▶ Do this: Copy out every one of the lines below word for word, in the same order.

▶ Data to process:
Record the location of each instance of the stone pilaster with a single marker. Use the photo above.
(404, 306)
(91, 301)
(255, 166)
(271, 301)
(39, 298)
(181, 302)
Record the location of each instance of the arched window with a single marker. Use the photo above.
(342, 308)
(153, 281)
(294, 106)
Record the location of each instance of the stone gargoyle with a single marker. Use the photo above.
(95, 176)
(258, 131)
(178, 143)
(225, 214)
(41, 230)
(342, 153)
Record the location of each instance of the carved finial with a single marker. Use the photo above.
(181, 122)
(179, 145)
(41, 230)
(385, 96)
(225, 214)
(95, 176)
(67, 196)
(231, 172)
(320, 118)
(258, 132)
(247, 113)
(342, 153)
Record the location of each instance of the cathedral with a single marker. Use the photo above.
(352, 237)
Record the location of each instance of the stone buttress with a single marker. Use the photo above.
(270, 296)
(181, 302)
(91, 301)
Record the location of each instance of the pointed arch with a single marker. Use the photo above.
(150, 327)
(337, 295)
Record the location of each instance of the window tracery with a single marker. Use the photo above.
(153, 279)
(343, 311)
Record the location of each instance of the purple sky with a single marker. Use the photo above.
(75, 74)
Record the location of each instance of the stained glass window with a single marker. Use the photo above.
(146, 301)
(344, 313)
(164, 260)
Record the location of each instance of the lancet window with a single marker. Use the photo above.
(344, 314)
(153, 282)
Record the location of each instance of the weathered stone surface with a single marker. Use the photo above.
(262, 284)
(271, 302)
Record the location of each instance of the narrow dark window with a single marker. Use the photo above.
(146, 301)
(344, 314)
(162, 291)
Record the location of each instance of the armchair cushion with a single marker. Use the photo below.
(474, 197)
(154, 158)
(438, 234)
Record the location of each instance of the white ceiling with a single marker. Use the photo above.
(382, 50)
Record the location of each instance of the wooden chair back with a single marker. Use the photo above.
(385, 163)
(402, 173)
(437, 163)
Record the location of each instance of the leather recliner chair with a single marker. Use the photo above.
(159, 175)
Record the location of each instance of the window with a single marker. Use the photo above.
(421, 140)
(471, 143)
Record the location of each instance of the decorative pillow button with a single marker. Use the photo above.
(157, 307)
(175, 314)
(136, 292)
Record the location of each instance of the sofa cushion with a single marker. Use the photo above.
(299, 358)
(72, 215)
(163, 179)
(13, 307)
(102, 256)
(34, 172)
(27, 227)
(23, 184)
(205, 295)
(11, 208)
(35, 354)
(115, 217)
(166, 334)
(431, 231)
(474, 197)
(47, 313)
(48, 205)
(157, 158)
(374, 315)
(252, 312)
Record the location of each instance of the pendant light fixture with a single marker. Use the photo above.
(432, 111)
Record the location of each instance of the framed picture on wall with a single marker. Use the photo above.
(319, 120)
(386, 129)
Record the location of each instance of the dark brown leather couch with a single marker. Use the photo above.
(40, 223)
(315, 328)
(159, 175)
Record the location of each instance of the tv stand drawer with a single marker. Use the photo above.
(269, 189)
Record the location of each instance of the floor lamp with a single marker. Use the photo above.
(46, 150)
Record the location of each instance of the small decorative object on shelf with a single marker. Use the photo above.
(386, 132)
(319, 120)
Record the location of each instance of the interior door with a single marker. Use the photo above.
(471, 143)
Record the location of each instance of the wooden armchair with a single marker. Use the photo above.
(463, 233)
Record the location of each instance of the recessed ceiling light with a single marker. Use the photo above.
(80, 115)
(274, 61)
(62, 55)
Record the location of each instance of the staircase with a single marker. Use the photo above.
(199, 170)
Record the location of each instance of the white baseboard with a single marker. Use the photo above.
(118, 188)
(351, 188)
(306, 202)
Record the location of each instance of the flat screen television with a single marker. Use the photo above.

▶ Answer to this problem:
Record the location of each instance of the stone pilaster with a single marker. Use the photo above.
(404, 306)
(91, 301)
(255, 166)
(271, 301)
(39, 298)
(181, 302)
Record the location of each instance of the arched window with a single marker. Use the photo above.
(342, 308)
(153, 281)
(294, 106)
Record the location of each instance of the stone gargoyle with a single marker. Use the photo above.
(95, 176)
(258, 131)
(178, 143)
(225, 214)
(41, 230)
(342, 153)
Record the location of each instance of the carved finial with a single marker. Use the photo above.
(181, 122)
(179, 145)
(41, 230)
(385, 96)
(225, 214)
(95, 176)
(67, 196)
(231, 172)
(320, 118)
(258, 132)
(247, 113)
(342, 153)
Record the location of each instance of the cathedral with a single marker. Use the photo above.
(352, 237)
Record the location of each instance of the stone buttress with a single marker. Use the photo above.
(270, 296)
(181, 302)
(91, 301)
Record the location of each instance of the pointed arch with a single marker. Use the photo above.
(150, 327)
(337, 295)
Record the location of each instance of the window tracery with a single marker. Use the photo above.
(153, 279)
(343, 311)
Record the location of each instance of the purple sky with a single marker. Use the photo above.
(75, 74)
Record the location of each instance of the stained glass window with a single marker. Use the photo above.
(146, 301)
(344, 313)
(164, 260)
Record the location of each instance of the lancet window with a single marker. Use the photo above.
(344, 314)
(153, 282)
Record the location of each instance of the weathered stone surface with a single marker. Use the photo above.
(262, 284)
(271, 302)
Record the location of each instance of the narrow dark window with a single marker. Use the photo above.
(146, 301)
(344, 314)
(162, 291)
Record the location of each instance of the armchair cushion with a single marker. Use the photo below.
(474, 197)
(154, 158)
(438, 234)
Record the location of each instance of the white ceiling with a single marker. Use the photo above.
(382, 50)
Record the location of each instance of the wooden chair back with a single marker. Use the photo above.
(385, 163)
(402, 173)
(437, 163)
Record the location of each instance of the leather recliner chair with a single marker. Use the photo above.
(159, 175)
Record the location of each instance of the window with a single marker. Use the photo above.
(421, 140)
(471, 143)
Record the location of each instance of the decorative pillow button with a single marker. Use the photo above.
(157, 307)
(175, 314)
(136, 292)
Record the location of each instance of the sofa cushion with a single marker. Use the photo above.
(299, 358)
(72, 215)
(163, 179)
(13, 307)
(102, 256)
(34, 172)
(27, 227)
(23, 184)
(205, 295)
(11, 208)
(35, 354)
(115, 217)
(166, 334)
(431, 231)
(474, 197)
(47, 313)
(48, 205)
(157, 158)
(374, 315)
(252, 312)
Record the location of each instance of the pendant light fixture with a single marker. Use the photo above.
(432, 111)
Record the location of each instance of the framed picture on wall with a single marker. Use the photo above.
(319, 120)
(386, 129)
Record the location of each instance of the dark brown leather couch with a single marker. Use the photo above.
(40, 223)
(315, 328)
(159, 175)
Record the location of each instance of the tv stand drawer with a single marker. Use the photo above.
(269, 189)
Record the location of each instance of the floor lamp with a single marker. Use the photo above.
(46, 150)
Record the location of each instance of the small decorative object on shelf with a single marker. Use the photo above.
(386, 132)
(319, 120)
Record the location of each instance of the interior door with a single marker. Use the photo above.
(471, 143)
Record the location of each instance of the wooden armchair with a single marker. Use the photo above.
(463, 233)
Record the location of each instance of the recessed ceiling light with a single marker. Use the photo above.
(80, 115)
(274, 61)
(62, 55)
Record the location of each instance of the staircase with a single marker. Use the photo above.
(199, 170)
Record the location of each instance of the white baseboard with a single marker. Use the photo above.
(118, 188)
(351, 188)
(306, 202)
Record the location of each instance of the flat screen television with a single marker. Use the photo above.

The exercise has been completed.